• **AIM OF THE TASK**:
Reproduce the stretch of rows from the line containing "target: **white sock**" through the line containing "147 186 L 152", both lines included, with no changes.

• **RECORDS PROVIDED**:
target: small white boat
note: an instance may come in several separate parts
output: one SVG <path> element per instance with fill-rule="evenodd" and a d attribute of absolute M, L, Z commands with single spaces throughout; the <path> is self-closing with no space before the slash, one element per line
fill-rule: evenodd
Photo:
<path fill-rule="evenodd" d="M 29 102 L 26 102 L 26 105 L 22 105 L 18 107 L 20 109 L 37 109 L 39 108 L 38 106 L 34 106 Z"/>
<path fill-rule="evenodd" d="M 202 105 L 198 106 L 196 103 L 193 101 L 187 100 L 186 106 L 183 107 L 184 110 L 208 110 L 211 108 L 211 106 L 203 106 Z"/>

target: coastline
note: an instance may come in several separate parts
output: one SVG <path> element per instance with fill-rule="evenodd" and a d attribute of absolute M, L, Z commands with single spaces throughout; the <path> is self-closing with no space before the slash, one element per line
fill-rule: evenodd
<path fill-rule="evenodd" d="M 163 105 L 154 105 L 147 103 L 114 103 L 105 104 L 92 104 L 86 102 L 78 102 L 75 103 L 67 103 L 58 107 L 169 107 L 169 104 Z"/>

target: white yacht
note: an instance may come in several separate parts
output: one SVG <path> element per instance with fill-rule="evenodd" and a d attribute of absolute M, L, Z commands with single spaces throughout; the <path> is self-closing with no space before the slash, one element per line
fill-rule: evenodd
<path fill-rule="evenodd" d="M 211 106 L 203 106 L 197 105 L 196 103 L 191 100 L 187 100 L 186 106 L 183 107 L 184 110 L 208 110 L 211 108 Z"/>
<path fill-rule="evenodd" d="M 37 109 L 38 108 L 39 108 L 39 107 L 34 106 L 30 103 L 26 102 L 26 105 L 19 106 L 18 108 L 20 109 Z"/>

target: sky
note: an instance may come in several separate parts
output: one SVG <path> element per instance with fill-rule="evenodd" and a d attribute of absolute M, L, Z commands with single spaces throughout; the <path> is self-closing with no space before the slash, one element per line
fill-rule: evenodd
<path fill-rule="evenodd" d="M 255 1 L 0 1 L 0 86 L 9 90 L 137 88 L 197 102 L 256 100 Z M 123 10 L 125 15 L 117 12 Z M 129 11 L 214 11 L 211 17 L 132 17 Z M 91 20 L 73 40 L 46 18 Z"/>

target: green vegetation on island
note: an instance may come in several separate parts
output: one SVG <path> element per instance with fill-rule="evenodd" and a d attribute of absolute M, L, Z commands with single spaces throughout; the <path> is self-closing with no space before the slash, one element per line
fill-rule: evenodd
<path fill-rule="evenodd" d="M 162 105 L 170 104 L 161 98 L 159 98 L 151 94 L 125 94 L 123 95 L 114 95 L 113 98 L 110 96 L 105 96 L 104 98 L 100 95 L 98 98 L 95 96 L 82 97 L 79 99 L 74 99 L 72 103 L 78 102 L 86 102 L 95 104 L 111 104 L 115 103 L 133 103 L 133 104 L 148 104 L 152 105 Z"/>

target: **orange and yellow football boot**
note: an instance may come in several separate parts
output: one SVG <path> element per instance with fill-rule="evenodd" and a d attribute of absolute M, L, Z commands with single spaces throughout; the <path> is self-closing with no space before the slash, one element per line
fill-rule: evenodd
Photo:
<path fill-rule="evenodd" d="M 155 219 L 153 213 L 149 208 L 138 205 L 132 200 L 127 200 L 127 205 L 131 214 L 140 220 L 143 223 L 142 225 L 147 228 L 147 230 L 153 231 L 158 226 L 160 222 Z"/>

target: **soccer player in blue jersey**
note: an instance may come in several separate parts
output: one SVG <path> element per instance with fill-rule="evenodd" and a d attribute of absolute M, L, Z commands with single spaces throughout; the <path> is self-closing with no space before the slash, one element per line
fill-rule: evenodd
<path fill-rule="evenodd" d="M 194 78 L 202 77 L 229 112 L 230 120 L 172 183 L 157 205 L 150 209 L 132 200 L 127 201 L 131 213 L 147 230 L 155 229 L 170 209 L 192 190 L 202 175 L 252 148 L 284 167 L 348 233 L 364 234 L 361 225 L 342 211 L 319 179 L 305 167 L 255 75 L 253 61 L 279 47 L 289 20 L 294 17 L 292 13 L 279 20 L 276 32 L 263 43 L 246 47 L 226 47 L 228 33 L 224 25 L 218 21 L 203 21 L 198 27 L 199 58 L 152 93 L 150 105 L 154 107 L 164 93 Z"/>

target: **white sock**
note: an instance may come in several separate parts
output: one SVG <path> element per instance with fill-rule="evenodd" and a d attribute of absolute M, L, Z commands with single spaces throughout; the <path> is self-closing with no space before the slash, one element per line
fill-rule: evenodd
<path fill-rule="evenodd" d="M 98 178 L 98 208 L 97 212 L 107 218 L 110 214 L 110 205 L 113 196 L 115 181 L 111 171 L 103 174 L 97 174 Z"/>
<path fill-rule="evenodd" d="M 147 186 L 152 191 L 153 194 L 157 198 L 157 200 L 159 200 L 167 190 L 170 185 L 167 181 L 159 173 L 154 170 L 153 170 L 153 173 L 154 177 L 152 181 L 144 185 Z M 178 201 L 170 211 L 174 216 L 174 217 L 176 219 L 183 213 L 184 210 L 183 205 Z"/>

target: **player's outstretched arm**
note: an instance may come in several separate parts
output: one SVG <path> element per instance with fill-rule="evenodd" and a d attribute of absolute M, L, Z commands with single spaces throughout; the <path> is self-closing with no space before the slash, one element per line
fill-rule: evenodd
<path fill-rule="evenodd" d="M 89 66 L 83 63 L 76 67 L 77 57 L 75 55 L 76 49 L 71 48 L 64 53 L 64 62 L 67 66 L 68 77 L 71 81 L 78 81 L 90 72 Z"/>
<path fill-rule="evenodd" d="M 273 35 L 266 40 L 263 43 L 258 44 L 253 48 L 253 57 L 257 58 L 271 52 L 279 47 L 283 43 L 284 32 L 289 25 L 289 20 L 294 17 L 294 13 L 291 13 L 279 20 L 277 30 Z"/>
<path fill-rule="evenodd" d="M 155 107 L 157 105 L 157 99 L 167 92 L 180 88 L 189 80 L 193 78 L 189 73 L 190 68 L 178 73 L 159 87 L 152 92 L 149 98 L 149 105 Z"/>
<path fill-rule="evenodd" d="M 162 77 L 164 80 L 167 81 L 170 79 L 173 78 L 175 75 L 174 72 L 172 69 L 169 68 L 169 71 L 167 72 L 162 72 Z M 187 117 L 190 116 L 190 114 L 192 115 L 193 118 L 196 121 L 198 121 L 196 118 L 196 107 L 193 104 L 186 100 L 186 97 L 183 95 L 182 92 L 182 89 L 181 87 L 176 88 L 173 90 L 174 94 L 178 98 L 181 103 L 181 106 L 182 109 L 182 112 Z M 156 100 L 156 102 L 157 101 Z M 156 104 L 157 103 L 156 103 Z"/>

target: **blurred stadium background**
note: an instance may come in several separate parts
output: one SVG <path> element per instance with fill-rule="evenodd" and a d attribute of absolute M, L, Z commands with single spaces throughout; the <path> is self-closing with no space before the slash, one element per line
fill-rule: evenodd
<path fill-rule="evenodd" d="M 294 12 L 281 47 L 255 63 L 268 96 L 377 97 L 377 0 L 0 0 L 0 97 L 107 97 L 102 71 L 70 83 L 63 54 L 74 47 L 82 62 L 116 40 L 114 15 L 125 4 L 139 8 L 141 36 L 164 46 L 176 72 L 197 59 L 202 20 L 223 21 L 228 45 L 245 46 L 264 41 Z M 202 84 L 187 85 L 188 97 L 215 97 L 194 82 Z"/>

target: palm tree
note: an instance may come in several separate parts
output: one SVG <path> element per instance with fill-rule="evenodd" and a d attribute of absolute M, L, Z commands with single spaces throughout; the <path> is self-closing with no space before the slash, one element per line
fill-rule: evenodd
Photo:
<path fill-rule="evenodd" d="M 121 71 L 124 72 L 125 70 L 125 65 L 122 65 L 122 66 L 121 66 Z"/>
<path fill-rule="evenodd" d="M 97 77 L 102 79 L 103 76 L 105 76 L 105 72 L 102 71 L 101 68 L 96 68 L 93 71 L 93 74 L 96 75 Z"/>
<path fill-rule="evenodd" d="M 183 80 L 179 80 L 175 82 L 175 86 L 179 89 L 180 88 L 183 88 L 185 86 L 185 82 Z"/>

• **FINISHED EXERCISE**:
target: **white sock**
note: an instance may come in several separate parts
output: one SVG <path> element per instance with fill-rule="evenodd" and a d attribute of absolute M, L, Z commands with single spaces throughout; the <path> is self-closing with no space before the slash, one element per line
fill-rule: evenodd
<path fill-rule="evenodd" d="M 98 178 L 98 208 L 97 212 L 107 218 L 110 214 L 110 205 L 113 196 L 115 181 L 111 171 L 103 174 L 97 174 Z"/>
<path fill-rule="evenodd" d="M 147 186 L 152 191 L 153 194 L 157 198 L 157 200 L 159 200 L 167 190 L 170 185 L 167 181 L 159 173 L 154 170 L 153 170 L 153 173 L 154 177 L 152 181 L 144 185 Z M 178 201 L 170 211 L 174 216 L 174 217 L 176 219 L 183 213 L 184 210 L 183 205 Z"/>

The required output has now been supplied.